Work to complete: Lines from the one containing "Target: leafy green bush" through the last line of the data are to be returned exactly, both ends included, minus any pictures.

+---+

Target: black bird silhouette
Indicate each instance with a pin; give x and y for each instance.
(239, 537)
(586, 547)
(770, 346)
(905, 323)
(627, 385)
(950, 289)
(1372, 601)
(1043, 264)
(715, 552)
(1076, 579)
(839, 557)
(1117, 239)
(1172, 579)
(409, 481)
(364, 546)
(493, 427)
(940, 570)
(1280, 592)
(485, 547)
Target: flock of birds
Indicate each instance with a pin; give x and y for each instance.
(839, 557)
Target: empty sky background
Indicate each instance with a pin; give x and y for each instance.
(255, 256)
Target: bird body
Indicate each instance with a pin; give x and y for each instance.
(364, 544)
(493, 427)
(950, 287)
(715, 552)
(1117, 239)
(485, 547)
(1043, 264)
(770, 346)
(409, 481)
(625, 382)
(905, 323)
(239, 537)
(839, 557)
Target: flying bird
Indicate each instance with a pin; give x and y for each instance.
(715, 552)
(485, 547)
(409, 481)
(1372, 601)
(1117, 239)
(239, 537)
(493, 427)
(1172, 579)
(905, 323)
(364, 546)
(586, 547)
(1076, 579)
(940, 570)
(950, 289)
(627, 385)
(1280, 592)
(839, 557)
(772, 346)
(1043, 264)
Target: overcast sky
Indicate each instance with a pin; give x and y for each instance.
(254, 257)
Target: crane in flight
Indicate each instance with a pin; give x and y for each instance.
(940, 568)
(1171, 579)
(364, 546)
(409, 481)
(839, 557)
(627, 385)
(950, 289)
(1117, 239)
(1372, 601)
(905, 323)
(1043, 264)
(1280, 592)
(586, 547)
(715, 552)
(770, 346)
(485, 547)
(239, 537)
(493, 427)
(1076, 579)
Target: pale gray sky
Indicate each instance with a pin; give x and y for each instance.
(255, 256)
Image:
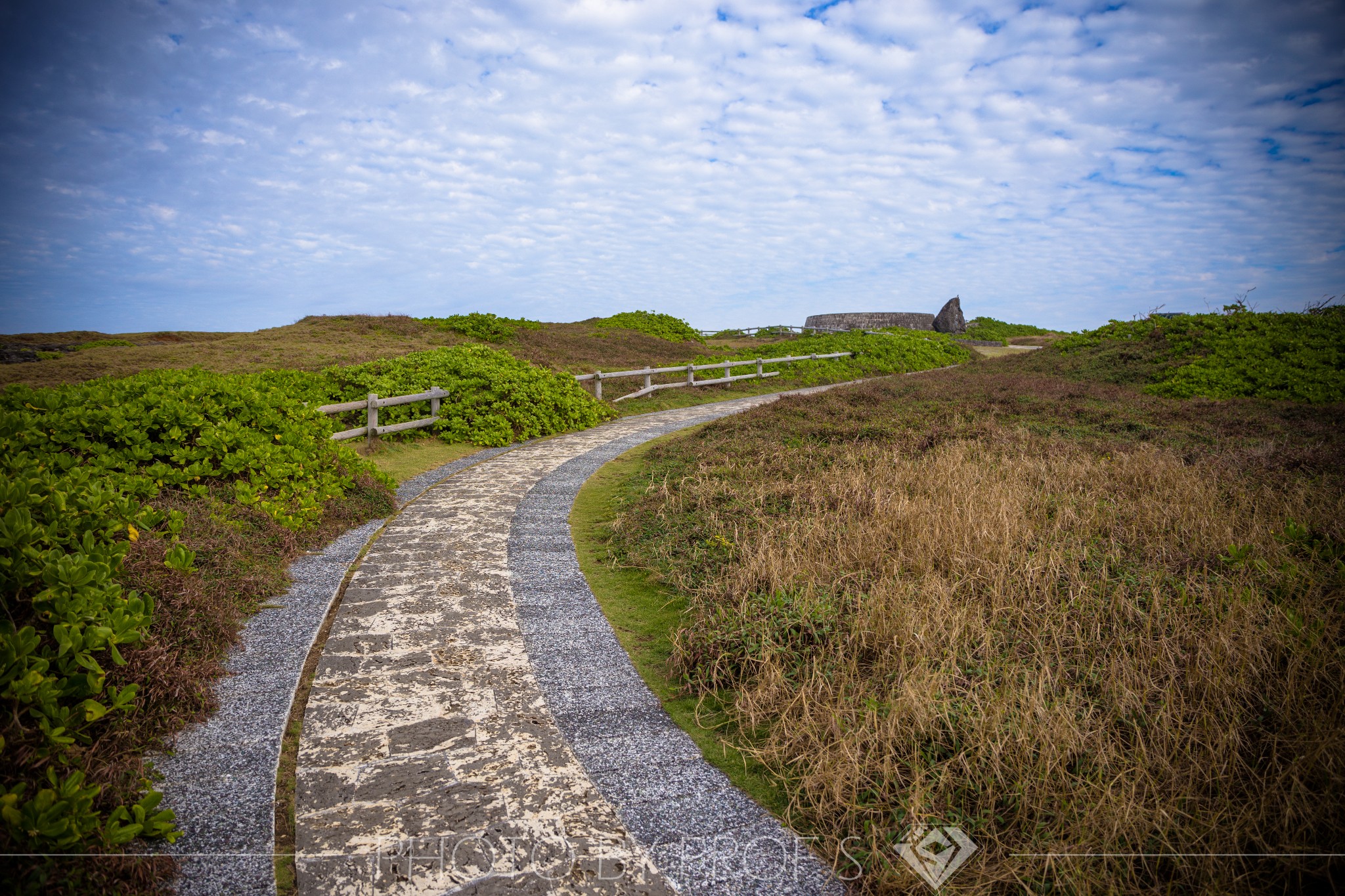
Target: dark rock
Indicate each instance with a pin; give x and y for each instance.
(950, 320)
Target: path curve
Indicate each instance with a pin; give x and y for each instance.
(475, 727)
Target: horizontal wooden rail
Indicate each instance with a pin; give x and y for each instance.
(692, 368)
(372, 430)
(370, 405)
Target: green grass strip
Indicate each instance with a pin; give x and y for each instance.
(645, 614)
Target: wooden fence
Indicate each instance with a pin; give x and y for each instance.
(372, 429)
(370, 405)
(690, 373)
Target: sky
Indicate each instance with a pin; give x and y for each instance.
(223, 165)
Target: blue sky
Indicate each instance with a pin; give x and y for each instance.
(234, 165)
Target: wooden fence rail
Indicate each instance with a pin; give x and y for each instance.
(435, 395)
(690, 373)
(372, 429)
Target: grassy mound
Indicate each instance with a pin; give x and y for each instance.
(118, 496)
(666, 327)
(989, 328)
(1063, 616)
(487, 327)
(1298, 358)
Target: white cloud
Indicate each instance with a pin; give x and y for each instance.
(1059, 164)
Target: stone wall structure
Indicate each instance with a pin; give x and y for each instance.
(948, 320)
(872, 320)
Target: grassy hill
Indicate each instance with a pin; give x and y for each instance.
(1070, 610)
(315, 343)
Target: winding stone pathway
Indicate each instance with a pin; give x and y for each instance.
(474, 726)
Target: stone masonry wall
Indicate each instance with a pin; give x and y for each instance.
(872, 320)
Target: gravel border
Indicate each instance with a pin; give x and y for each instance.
(221, 777)
(704, 833)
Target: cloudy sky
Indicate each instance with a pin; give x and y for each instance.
(192, 164)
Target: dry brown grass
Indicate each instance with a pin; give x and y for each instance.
(969, 614)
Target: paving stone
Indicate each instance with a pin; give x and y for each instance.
(427, 639)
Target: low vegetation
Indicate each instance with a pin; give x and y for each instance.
(141, 521)
(494, 398)
(666, 327)
(872, 355)
(989, 328)
(1239, 354)
(1061, 613)
(483, 327)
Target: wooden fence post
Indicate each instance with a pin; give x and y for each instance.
(372, 422)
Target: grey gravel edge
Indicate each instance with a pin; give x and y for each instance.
(221, 777)
(704, 833)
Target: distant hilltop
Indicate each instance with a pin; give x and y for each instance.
(948, 320)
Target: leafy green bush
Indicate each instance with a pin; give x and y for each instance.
(674, 330)
(873, 355)
(989, 328)
(494, 398)
(104, 343)
(78, 469)
(1289, 356)
(483, 327)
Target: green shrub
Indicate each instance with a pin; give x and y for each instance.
(989, 328)
(104, 343)
(1289, 356)
(674, 330)
(78, 469)
(494, 398)
(483, 327)
(879, 355)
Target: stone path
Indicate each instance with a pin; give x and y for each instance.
(221, 777)
(474, 726)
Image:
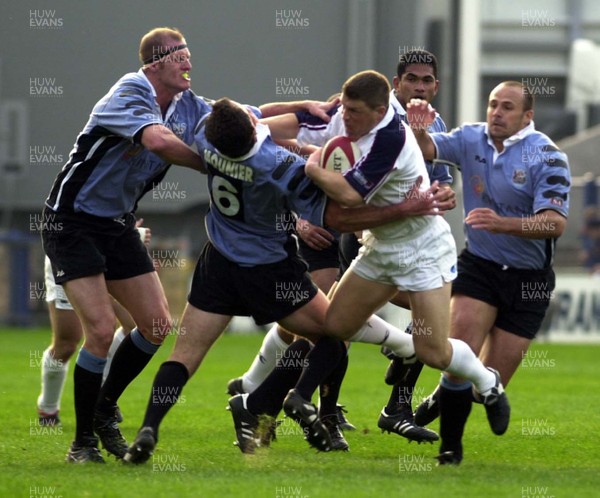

+---+

Answer to the problem:
Target: leafy green bush
Indicate each instance with a pin; give x and y for each instance.
(674, 330)
(873, 355)
(989, 328)
(494, 398)
(104, 343)
(78, 469)
(1289, 356)
(483, 327)
Target: green shrub
Indicate each instance with a pin; give x and y for each instance.
(989, 328)
(104, 343)
(1289, 356)
(674, 330)
(78, 469)
(494, 398)
(483, 327)
(879, 355)
Target: stone path
Indicate each instance with a pin; give x and y for each instance.
(221, 777)
(474, 726)
Image:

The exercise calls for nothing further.